* [How to complete this task]
Each line from the one containing "[indicate] child's hand" to the end of the entries below must be restated exactly, and no other line should appear.

#### Extracted entries

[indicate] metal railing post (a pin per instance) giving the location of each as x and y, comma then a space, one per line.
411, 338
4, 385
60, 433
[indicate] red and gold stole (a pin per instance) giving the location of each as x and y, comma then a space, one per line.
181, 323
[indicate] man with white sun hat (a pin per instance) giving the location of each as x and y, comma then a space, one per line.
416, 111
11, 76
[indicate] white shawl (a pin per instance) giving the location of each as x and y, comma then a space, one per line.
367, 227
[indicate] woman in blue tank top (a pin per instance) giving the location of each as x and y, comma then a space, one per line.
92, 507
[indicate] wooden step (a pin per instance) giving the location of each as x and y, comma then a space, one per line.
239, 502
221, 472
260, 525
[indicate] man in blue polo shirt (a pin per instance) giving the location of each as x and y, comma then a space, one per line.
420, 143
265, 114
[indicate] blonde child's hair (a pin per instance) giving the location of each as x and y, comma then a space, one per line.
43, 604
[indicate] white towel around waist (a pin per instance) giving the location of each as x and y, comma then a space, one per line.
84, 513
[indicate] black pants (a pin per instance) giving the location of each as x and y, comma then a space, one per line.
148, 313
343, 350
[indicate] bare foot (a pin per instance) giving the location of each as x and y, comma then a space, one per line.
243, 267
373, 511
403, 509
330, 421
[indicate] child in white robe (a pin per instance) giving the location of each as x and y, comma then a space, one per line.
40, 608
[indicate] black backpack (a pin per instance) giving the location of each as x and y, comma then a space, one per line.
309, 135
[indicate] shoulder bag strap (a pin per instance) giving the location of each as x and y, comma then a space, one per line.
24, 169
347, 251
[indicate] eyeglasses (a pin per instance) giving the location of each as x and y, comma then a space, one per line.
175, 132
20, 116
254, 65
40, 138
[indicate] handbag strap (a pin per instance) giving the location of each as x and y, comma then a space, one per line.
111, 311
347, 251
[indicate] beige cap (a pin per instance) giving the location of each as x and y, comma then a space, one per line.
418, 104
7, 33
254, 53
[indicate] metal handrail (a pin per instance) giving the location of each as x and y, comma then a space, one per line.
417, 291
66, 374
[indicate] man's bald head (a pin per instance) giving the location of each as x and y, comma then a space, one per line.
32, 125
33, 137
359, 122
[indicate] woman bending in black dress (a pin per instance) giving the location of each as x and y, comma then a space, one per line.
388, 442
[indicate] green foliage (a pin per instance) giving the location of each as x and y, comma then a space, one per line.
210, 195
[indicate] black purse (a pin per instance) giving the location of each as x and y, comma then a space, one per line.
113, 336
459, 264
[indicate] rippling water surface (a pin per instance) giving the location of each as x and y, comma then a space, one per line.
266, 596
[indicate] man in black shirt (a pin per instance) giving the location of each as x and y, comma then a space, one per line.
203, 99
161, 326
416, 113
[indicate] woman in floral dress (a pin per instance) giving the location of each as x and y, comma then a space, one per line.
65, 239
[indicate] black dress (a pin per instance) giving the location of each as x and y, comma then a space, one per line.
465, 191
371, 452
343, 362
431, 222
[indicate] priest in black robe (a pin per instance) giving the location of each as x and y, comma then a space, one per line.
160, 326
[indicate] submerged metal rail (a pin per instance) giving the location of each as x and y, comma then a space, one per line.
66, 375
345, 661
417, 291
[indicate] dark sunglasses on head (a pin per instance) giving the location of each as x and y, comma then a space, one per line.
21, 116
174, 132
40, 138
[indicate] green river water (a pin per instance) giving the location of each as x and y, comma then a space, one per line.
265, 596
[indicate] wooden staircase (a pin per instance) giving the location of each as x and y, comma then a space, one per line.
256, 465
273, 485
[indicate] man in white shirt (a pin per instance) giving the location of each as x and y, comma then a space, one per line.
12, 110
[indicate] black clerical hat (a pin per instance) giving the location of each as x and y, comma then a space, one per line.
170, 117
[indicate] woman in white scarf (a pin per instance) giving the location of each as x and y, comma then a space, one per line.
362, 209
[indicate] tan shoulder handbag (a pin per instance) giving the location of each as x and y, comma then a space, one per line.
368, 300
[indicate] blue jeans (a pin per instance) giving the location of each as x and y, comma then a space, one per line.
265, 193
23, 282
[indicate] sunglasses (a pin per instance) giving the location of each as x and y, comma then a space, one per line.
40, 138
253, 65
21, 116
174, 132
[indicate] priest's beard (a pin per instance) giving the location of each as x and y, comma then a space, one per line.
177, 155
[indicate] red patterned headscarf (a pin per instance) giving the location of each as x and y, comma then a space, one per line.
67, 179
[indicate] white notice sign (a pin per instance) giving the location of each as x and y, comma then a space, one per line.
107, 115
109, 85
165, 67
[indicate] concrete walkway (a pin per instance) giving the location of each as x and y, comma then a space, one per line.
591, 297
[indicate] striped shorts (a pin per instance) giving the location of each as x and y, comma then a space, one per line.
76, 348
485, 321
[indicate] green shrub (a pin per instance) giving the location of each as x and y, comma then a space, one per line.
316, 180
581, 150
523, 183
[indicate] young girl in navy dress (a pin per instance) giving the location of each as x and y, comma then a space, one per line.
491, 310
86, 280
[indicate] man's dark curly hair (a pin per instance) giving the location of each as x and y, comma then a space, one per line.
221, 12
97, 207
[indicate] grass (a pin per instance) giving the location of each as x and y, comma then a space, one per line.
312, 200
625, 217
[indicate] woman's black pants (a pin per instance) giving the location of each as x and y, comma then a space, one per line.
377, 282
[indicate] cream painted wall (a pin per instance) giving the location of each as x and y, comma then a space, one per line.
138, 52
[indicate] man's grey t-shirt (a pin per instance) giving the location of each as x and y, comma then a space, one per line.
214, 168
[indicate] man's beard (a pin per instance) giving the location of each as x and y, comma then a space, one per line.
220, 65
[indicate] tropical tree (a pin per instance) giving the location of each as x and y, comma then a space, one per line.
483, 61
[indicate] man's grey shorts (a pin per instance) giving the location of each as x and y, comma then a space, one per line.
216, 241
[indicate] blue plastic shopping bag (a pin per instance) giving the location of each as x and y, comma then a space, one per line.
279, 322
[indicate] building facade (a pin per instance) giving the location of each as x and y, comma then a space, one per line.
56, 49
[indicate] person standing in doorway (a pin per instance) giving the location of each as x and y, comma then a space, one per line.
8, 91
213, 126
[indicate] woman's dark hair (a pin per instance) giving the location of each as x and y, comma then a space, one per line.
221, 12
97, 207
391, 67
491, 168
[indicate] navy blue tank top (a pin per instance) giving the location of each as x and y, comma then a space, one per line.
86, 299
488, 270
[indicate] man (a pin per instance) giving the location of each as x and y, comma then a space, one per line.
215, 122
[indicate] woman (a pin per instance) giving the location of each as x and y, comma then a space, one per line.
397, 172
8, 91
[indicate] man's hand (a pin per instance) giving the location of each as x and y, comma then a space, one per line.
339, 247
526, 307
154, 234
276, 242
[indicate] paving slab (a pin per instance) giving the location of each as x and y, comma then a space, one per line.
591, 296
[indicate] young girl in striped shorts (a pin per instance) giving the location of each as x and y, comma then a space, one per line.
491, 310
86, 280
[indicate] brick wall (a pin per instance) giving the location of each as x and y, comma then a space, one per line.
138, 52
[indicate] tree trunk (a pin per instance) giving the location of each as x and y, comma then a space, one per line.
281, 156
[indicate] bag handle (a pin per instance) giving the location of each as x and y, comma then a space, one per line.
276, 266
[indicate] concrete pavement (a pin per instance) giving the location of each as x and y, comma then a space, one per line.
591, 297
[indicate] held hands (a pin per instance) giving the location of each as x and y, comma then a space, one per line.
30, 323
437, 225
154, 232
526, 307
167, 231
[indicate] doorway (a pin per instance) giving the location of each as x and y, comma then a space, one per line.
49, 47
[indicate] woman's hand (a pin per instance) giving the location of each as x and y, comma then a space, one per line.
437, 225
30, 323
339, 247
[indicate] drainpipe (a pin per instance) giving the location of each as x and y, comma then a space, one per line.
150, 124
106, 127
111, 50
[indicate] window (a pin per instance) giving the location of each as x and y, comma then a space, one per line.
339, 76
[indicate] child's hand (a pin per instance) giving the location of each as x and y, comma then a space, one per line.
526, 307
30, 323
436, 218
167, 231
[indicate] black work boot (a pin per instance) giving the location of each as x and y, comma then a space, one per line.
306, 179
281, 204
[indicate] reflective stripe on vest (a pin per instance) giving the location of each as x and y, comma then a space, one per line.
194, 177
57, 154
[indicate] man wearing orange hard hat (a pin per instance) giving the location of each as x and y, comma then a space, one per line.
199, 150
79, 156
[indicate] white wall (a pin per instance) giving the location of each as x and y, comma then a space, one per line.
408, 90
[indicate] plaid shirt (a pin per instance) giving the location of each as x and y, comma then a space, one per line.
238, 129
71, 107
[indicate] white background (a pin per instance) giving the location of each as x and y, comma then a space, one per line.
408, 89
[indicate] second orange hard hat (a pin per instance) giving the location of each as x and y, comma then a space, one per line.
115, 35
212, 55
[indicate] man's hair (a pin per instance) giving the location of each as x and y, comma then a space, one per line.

########

* [The completed task]
[indicate] child's hand (a pin per instance) giving the location of each as x and y, comma then a space, one per line.
526, 307
30, 323
436, 218
167, 231
[indicate] black work boot (a pin per instance) giving the location of each as x and y, comma then a space, one per line.
306, 179
281, 204
[indicate] reflective stripe on vest (a pin per instance) giving the location of each as x and y, comma then a space, one per line.
194, 177
57, 154
[indicate] man wearing orange hard hat (a pin per instance) giving the location of each as x and y, comma then a space, one per line.
199, 150
79, 156
[indicate] white wall (a pin per instance) giving the location of each as x and y, comma then a space, one per line.
408, 90
[indicate] plaid shirt (a pin per instance) giving the location of each as x and y, comma then a space, one per line.
238, 129
71, 107
[indicate] white background (a pin per instance) giving the location of each as x and y, comma then a space, one per line.
408, 89
[indicate] second orange hard hat (a pin per instance) giving the location of each as x and y, comma then a space, one per line.
115, 35
212, 55
[indicate] man's hair (a pin per instance) giving the location of each as x and y, comma then a space, one per line.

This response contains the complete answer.